[Recorded data]
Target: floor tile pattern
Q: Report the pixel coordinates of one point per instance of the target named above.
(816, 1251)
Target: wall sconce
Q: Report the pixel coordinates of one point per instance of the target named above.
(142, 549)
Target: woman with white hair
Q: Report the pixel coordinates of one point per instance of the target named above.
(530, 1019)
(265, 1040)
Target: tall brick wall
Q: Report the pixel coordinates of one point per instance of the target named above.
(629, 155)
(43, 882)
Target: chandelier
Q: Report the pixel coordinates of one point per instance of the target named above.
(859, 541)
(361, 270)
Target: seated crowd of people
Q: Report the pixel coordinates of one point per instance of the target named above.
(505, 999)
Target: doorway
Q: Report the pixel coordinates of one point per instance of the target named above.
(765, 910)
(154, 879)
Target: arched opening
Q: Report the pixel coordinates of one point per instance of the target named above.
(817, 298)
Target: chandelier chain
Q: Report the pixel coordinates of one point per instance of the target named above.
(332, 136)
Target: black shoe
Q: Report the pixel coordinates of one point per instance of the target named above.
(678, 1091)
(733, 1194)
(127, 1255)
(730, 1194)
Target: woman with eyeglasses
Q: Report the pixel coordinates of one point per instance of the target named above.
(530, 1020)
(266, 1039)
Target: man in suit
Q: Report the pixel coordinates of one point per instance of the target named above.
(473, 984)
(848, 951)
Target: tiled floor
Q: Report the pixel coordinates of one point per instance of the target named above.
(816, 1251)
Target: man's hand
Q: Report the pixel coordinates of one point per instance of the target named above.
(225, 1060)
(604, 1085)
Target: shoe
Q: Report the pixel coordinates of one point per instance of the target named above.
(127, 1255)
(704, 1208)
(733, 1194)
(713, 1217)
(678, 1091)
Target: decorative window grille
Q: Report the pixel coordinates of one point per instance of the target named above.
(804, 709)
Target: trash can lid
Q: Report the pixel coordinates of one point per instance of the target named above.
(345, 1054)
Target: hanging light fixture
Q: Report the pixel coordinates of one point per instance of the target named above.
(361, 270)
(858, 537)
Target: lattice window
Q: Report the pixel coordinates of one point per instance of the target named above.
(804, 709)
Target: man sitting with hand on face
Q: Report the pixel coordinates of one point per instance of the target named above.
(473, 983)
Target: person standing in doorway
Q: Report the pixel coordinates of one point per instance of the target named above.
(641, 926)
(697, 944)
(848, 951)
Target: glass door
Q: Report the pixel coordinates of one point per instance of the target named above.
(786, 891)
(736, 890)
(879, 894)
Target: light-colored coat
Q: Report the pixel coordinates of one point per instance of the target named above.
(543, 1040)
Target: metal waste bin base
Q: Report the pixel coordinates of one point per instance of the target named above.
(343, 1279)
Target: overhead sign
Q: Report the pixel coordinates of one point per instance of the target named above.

## Your assignment
Print every record above exactly as it stands.

## Response for this exercise
Target: floor tile pattern
Q: Report the pixel coordinates of one point per instance of the target named above.
(816, 1251)
Target: wall sconce
Q: Report the pixel coordinates of one point per instance of the target named above.
(142, 549)
Target: woman with white hair
Q: Report the pixel coordinates of one point per instance of the target named above.
(530, 1019)
(265, 1040)
Target: tall brick wall
Q: Report the pixel coordinates of one point per instance of the target named above.
(629, 155)
(43, 882)
Target: chandelier
Q: Report the pixel coordinates of one point per instance of the target named above.
(859, 541)
(361, 270)
Target: seated crowd of people
Q: Report the pixel coordinates of one point per instance of the target named above.
(505, 999)
Target: doorway
Q: Report the pixel coordinates of one point per instance of the target named above.
(765, 910)
(154, 879)
Target: arched opening
Q: Report the pixel coordinates of one point per instance of the target named above.
(817, 298)
Target: chandelier chain
Q: Report the pixel coordinates of one point per instance of the target named above.
(332, 136)
Target: black shoe
Q: Report the pixel coordinates of one point per instance of the target named above.
(678, 1091)
(733, 1194)
(127, 1255)
(730, 1194)
Target: woman with eyeglasses
Q: Report the pixel coordinates of one point per instance of the target named above.
(530, 1020)
(266, 1039)
Target: man in suit
Q: Report the pixel coordinates of one point per instance of the target named above.
(473, 984)
(848, 951)
Target: tiled floor
Q: Report the pixel coordinates of one point per instance of the target named above.
(816, 1251)
Target: man's hand
Q: Report the pixel coordinates of one point per instance of the target named above.
(225, 1060)
(604, 1085)
Target: shoe
Q: Report the pixel coordinates of one point per instance of the target named above.
(127, 1255)
(704, 1208)
(733, 1194)
(713, 1217)
(678, 1091)
Target: decorative window grille
Q: Report the pixel coordinates of one point per instance of the target named above.
(804, 709)
Target: trash can lid
Q: Report the pixel coordinates of one point per instance of the target named above.
(345, 1054)
Target: hanging light fixture
Q: Report the pixel coordinates of one point per instance of the target named above.
(361, 270)
(858, 537)
Target: lattice window
Q: Report the pixel coordinates of one point per instance of the target named above.
(804, 709)
Target: man sitting with hand on face
Q: Report the pixel coordinates of one point per instance of the target named above.
(473, 983)
Target: person standing in doorway
Q: Report the pixel coordinates of one point per instance of the target named above.
(641, 926)
(697, 944)
(848, 951)
Target: glass door
Q: Report the pixel coordinates of one point per instance of the target named above.
(786, 891)
(736, 890)
(879, 894)
Target: light-colored coat
Q: Report the pixel coordinates of one point per instance of the target named above.
(543, 1040)
Target: metal waste bin base
Q: Report the pixel coordinates of one point per instance of the target named above.
(343, 1279)
Target: overhead sign
Q: Report the pixel coordinates of one point per instance of the target named above.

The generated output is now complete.